#### [GIVEN RECORDS]
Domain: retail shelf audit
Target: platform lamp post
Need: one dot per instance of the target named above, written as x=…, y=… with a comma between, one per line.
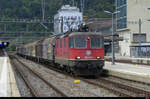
x=113, y=54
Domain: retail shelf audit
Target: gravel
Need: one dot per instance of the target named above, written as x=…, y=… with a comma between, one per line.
x=66, y=83
x=41, y=88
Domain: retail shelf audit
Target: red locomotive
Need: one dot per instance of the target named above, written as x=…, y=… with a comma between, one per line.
x=81, y=53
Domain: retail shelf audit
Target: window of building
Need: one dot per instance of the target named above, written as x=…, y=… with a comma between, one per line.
x=80, y=42
x=60, y=43
x=96, y=42
x=139, y=38
x=122, y=16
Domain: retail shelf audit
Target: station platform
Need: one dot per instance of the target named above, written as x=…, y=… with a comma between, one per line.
x=129, y=71
x=118, y=58
x=8, y=85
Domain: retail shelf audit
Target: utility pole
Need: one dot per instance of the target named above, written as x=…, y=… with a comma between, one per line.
x=113, y=53
x=82, y=5
x=43, y=9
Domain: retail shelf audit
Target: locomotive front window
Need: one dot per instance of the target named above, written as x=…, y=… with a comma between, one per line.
x=96, y=42
x=80, y=42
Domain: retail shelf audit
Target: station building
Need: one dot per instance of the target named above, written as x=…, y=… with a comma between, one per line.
x=135, y=43
x=66, y=18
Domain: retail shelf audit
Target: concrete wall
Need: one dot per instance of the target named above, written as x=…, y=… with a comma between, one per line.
x=136, y=9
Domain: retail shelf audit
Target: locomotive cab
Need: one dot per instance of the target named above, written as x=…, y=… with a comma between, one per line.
x=81, y=52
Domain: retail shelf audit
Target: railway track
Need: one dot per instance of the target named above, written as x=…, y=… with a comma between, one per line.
x=114, y=87
x=127, y=61
x=119, y=88
x=27, y=82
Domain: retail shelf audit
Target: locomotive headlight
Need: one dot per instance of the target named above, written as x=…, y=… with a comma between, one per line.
x=98, y=57
x=78, y=57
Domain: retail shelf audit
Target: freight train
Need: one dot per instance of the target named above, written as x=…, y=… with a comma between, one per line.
x=80, y=53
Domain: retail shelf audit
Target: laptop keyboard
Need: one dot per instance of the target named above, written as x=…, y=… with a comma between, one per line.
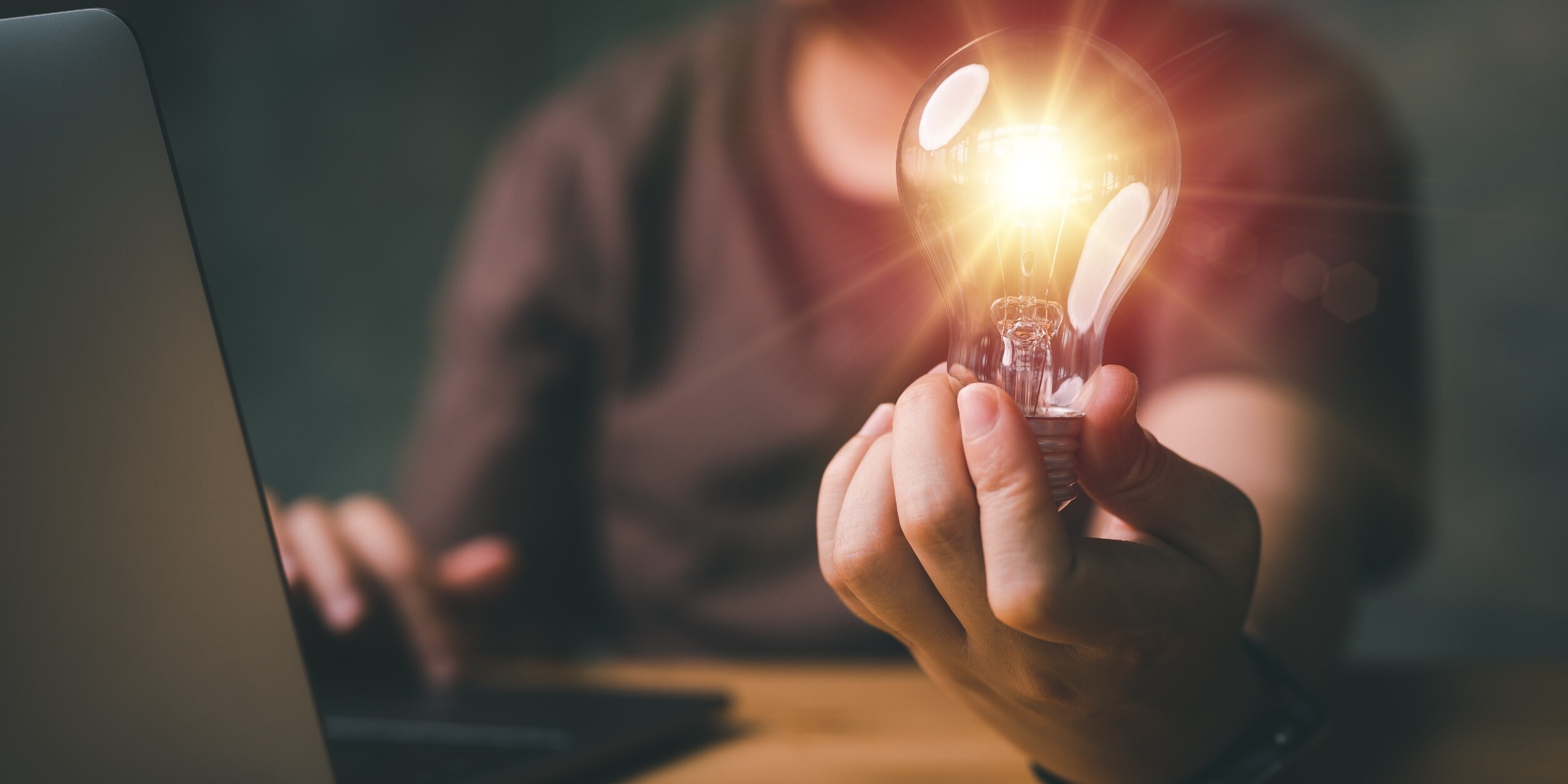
x=399, y=751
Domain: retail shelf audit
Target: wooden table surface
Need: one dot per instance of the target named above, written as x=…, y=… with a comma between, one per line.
x=887, y=723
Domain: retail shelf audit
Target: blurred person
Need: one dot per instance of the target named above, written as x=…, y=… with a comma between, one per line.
x=687, y=283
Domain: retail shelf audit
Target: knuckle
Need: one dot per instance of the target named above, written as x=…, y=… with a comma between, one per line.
x=927, y=391
x=938, y=527
x=1023, y=604
x=1045, y=689
x=860, y=565
x=1140, y=477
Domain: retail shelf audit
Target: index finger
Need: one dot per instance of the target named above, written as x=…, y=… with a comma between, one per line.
x=397, y=562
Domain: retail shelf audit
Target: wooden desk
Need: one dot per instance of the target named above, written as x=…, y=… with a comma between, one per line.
x=888, y=723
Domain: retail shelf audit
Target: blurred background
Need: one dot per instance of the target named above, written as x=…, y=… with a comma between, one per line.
x=328, y=148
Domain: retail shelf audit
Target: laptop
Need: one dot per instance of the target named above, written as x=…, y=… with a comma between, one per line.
x=146, y=628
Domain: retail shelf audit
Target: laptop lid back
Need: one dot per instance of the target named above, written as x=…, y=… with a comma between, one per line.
x=146, y=632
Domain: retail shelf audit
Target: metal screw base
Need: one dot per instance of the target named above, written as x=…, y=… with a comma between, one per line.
x=1057, y=435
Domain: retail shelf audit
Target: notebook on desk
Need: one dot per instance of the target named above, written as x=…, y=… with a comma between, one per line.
x=148, y=635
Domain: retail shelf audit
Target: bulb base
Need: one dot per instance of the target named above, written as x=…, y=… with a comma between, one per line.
x=1059, y=433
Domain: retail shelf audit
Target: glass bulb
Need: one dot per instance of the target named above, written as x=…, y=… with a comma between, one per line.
x=1038, y=167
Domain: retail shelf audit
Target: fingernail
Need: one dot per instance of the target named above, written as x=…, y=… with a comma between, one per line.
x=977, y=410
x=878, y=422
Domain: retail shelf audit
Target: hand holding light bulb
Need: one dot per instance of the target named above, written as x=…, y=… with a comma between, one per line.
x=1037, y=196
x=1038, y=167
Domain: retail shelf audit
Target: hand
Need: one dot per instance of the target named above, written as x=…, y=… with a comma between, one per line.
x=1107, y=659
x=333, y=553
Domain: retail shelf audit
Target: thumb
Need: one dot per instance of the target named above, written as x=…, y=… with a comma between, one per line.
x=1152, y=488
x=477, y=568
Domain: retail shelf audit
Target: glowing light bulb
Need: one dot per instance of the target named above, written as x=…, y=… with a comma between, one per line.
x=1038, y=167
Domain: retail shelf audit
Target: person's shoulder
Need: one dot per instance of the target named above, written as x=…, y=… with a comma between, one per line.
x=620, y=103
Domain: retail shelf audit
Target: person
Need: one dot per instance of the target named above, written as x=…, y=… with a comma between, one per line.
x=687, y=283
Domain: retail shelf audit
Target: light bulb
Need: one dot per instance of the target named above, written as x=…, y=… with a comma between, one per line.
x=1038, y=167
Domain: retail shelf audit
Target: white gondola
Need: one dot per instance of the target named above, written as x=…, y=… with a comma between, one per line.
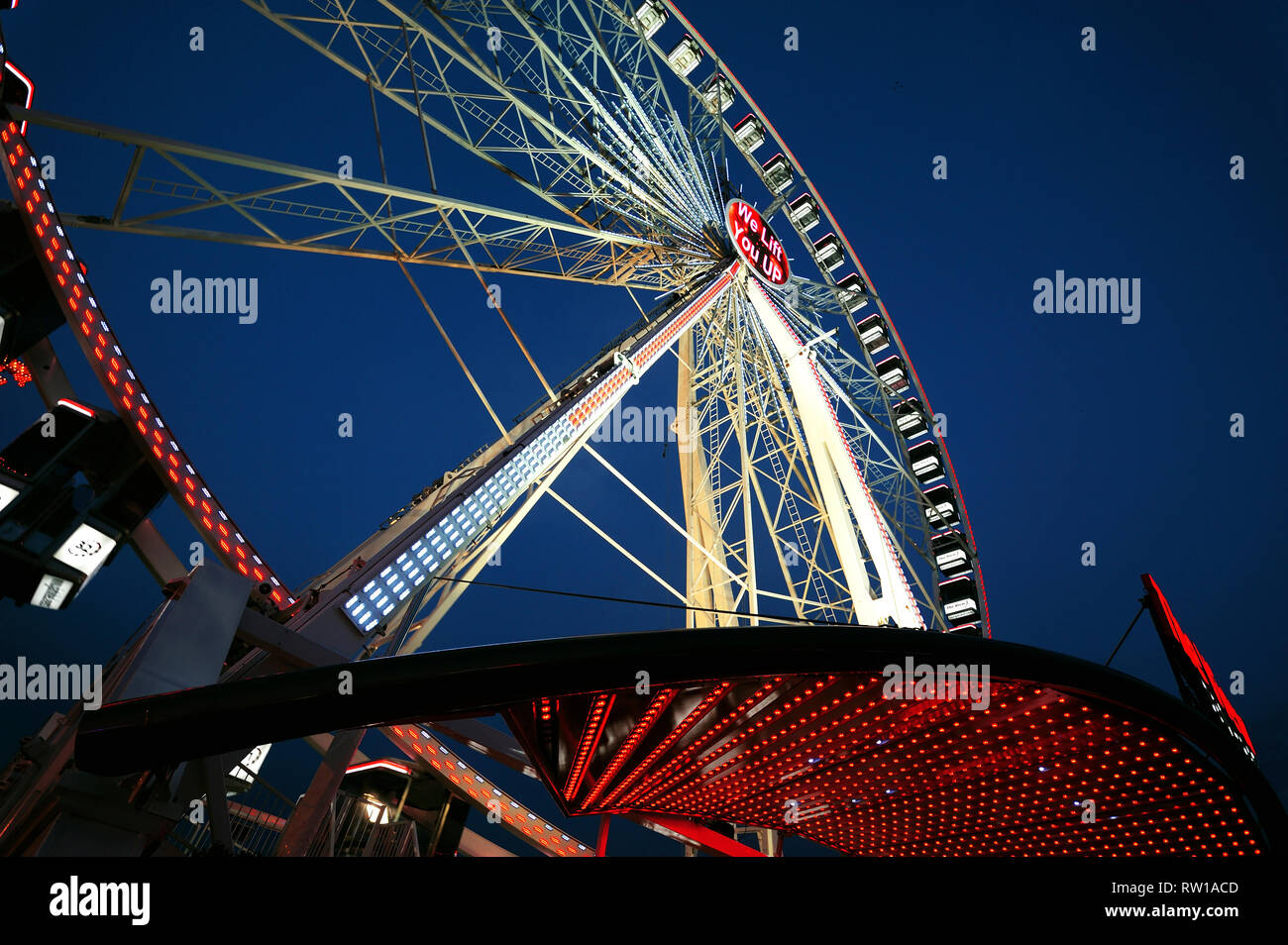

#### [THE REQUEST]
Recast every one of the entries above as a numbered list, one line per item, with blank lines omitted. Leave the pictures out of your answer.

#### [SOLUTION]
1. Domain: retail shelf audit
2. Target: platform lamp post
3. Need: one dot per instance of the target named above, written as x=…, y=… with a comma between, one per line.
4. x=113, y=54
5. Domain: retail shelf audit
6. Target: gravel
7. Need: one dot per instance of the target named above, written as x=…, y=… with a comma between, one per line.
8. x=66, y=83
9. x=41, y=88
10. Domain: retail shelf audit
11. Target: red locomotive
12. Need: one dot per instance of the target named above, written as x=…, y=… with a comma between, one per line.
13. x=81, y=53
14. Domain: retail shelf audit
15. Target: window of building
16. Need: one dot per instance of the target named above, written as x=…, y=… with a comma between, one per line.
17. x=80, y=42
18. x=60, y=43
19. x=96, y=42
20. x=139, y=38
21. x=122, y=16
22. Domain: retail shelf audit
23. Target: station platform
24. Need: one dot per instance of the target named above, written as x=…, y=… with a comma between, one per line.
25. x=129, y=71
26. x=118, y=58
27. x=8, y=85
28. Domain: retail shelf audit
29. Target: utility pole
30. Need: one dot per instance of the target named above, written as x=…, y=… with a comma between, one per line.
31. x=113, y=53
32. x=82, y=5
33. x=43, y=9
34. Domain: retail shelf audit
35. Target: locomotive front window
36. Need: one dot per instance of the target named above, written as x=…, y=… with a comma between, one per line.
37. x=96, y=42
38. x=80, y=42
39. Domain: retail shelf audit
40. Target: station building
41. Need: one dot per instance of the target named above, written as x=…, y=… with a comma between, one per line.
42. x=135, y=43
43. x=66, y=18
44. Domain: retail shelf audit
45. Target: concrete wall
46. Need: one dot per instance of the target named above, written as x=…, y=… with a comma between, one per line.
47. x=136, y=9
48. Domain: retail shelf audit
49. Target: locomotive cab
50. Need: one dot per instance of the target named above, written as x=…, y=… with a comma between, one per line.
51. x=81, y=52
52. Domain: retail shelf audit
53. Target: railway track
54. Need: one dot per instance of the target named above, written as x=…, y=… with a comma between, one per line.
55. x=114, y=87
56. x=127, y=61
57. x=119, y=88
58. x=27, y=82
59. Domain: retail shelf audit
60. Target: locomotive headlight
61. Need: one dot per instance of the target named above, written as x=…, y=… with a comma between, one per line.
62. x=98, y=57
63. x=78, y=57
64. Domain: retail shelf audit
65. Target: freight train
66. Need: one dot per instance of the target named above, written as x=…, y=… with a comma between, one per line.
67. x=80, y=53
68. Domain: retail shelf audit
69. Target: laptop keyboard
70. Need: one dot per instance of the target named above, written as x=…, y=… with a comma between, one per line.
71. x=399, y=751
72. Domain: retail shelf audit
73. Target: wooden table surface
74. Need: one dot per instance of the target named above, written as x=…, y=… with a comma between, one per line.
75. x=887, y=723
76. Domain: retail shelf audit
77. Target: blurred person
78. Need: one dot per instance of the target named above, written as x=…, y=… with a comma between, one per line.
79. x=687, y=283
80. Domain: retail shelf audit
81. Target: knuckle
82. Need: one dot per instance of the target named above, written as x=…, y=… with a comma between, one per line.
83. x=927, y=391
84. x=938, y=527
85. x=1023, y=604
86. x=1045, y=689
87. x=860, y=565
88. x=1140, y=477
89. Domain: retail shelf audit
90. Target: index finger
91. Need: one dot per instance of the target named above, written as x=…, y=… with a comma between, one per line.
92. x=397, y=562
93. Domain: retail shelf audit
94. Target: wooden desk
95. Need: one dot per instance of the target named above, written as x=…, y=… with a comma between, one per line.
96. x=888, y=723
97. Domain: retail shelf audit
98. Target: blurred background
99. Need: one dot per instance of the target named above, written as x=…, y=… with a comma between, one per line.
100. x=328, y=148
101. Domain: retail shelf audit
102. Target: laptop
103. Need: one dot per instance of the target named above, written as x=…, y=… with a comma between, one per line.
104. x=146, y=628
105. Domain: retail shelf audit
106. Target: laptop lid back
107. Need: one dot per instance of the target named above, written as x=…, y=… with a comma between, one per line.
108. x=146, y=632
109. Domain: retail shelf audit
110. Target: metal screw base
111. Need: one dot per instance of the target named above, written as x=…, y=… with a comma between, one per line.
112. x=1057, y=435
113. Domain: retail shelf audit
114. Target: notebook on desk
115. Need: one dot per instance of the target named above, written as x=…, y=… with a comma between, one per line.
116. x=148, y=635
117. Domain: retail shelf audit
118. Target: bulb base
119. Need: one dot per instance of the target named above, written as x=…, y=… with a comma between, one per line.
120. x=1059, y=433
121. Domain: retail shelf audit
122. Target: glass bulb
123. Need: one dot per instance of the target named above, written as x=…, y=… with a comma between, one per line.
124. x=1038, y=167
125. Domain: retail shelf audit
126. Target: fingernail
127. Need: one dot per instance of the target named above, written as x=…, y=… with a comma between, one per line.
128. x=977, y=410
129. x=878, y=422
130. Domain: retail shelf audit
131. Target: hand holding light bulb
132. Need: one dot per instance of the target named above, written as x=…, y=… with a comma between, one per line.
133. x=1037, y=196
134. x=1038, y=167
135. Domain: retail shelf audit
136. Target: hand
137. Need: one dot per instance of the target named above, written as x=…, y=… with a comma between, one per line.
138. x=1107, y=659
139. x=333, y=553
140. Domain: retail shelf audit
141. Target: thumb
142. Need: one dot per instance of the target named above, written as x=…, y=… with a comma between, one per line.
143. x=1152, y=488
144. x=477, y=568
145. Domain: retail shelf audit
146. Target: glowing light bulb
147. Need: one dot per instance of the target named above, written as x=…, y=… with a comma between, one per line.
148. x=1038, y=167
149. Domain: retail shelf audit
150. Target: person's shoulder
151. Need: one dot per instance of the target named above, written as x=…, y=… with a comma between, one per line.
152. x=620, y=103
153. Domain: retail shelf audit
154. Target: person
155. Need: one dot per instance of the target named above, written as x=…, y=… with a comma between, one per line.
156. x=687, y=283
157. Domain: retail shelf audit
158. Target: light bulb
159. Need: one dot per instance of the target named above, written as x=…, y=… with a comma between, one per line.
160. x=1038, y=167
161. Domain: retail shelf audit
162. Target: white gondola
163. Need: one dot per instance of the target named above, written as x=…, y=… with a comma between, one per line.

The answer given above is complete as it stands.